■ **Task inputs**:
——

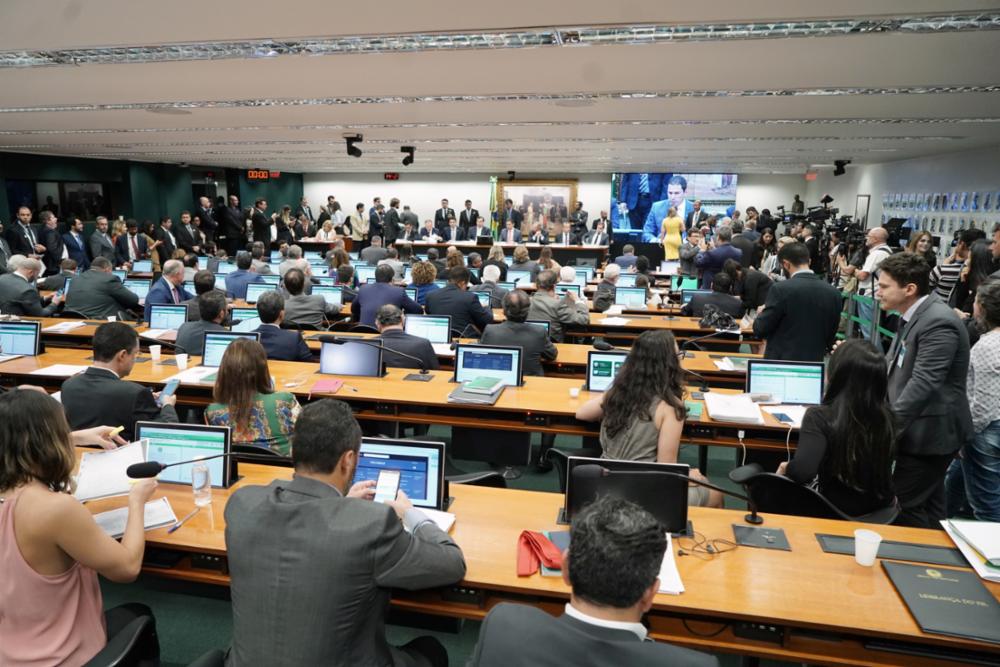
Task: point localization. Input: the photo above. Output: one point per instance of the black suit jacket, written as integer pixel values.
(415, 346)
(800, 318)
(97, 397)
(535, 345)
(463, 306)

——

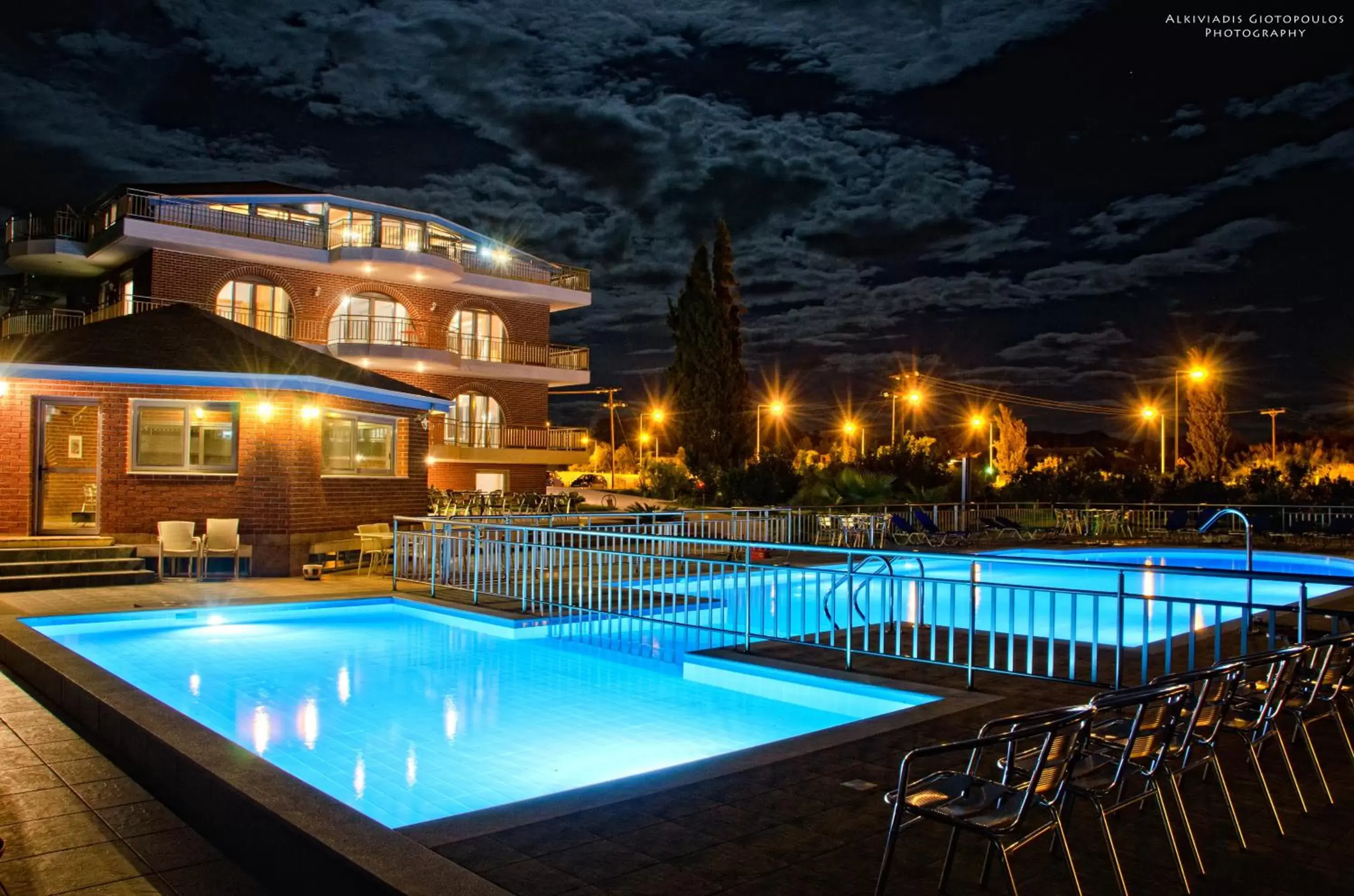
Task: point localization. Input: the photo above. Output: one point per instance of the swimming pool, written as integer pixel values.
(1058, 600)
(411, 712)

——

■ **Task to complete**: Gather every line of the data above that contains the word "values" and copy each one in full.

■ **Finished exercise**:
Task: point localization. Input: the photo above. Output: one point per instance of the black suit jacket, written as integer pixel values.
Task: point localization. Input: the photo above. Output: one point per instance of the swimming pool, written as integer pixel values.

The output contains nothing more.